Dataset items
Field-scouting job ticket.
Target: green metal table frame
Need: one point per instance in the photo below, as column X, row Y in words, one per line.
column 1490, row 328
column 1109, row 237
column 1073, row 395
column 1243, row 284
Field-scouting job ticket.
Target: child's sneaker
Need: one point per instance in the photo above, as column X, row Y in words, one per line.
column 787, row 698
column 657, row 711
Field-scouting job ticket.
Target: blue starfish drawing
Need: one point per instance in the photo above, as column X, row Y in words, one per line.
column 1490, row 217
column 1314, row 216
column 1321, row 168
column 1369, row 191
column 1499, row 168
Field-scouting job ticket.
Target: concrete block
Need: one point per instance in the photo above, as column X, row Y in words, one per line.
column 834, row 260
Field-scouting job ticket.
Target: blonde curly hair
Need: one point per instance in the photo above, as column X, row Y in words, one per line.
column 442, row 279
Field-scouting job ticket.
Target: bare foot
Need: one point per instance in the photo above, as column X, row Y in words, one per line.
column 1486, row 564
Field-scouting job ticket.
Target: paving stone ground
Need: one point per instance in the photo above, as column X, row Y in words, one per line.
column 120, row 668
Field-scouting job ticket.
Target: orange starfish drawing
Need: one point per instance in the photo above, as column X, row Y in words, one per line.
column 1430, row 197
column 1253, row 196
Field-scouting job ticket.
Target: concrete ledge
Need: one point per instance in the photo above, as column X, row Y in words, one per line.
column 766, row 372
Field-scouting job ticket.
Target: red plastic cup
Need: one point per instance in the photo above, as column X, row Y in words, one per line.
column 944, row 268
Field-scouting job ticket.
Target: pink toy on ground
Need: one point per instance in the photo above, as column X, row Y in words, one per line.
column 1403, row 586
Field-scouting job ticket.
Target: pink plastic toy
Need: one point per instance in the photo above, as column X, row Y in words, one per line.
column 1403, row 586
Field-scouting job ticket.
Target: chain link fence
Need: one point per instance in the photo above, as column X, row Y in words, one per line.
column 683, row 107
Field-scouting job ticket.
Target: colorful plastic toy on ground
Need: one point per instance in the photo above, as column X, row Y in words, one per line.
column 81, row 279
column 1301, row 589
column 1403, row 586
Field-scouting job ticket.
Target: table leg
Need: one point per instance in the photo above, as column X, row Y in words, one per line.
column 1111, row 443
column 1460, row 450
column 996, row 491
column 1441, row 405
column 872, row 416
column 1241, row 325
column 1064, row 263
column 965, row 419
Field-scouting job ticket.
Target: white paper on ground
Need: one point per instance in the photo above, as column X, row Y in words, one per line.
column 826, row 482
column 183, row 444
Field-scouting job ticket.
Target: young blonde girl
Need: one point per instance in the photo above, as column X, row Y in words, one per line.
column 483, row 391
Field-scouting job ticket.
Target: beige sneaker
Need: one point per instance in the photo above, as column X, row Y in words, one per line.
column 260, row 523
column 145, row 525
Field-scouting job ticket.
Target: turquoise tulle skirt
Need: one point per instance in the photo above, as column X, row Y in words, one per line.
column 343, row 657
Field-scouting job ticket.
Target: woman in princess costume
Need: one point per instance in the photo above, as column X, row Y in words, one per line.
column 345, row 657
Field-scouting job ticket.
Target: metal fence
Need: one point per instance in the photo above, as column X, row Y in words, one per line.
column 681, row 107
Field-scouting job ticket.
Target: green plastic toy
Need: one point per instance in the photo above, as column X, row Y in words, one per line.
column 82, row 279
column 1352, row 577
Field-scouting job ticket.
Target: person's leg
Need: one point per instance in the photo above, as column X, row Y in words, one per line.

- **Given exercise**:
Please identify every line in the entries above that contains the word "drawing" and copy each one.

- **Exercise answer**:
Target: blue starfish drawing
Target: orange starfish drawing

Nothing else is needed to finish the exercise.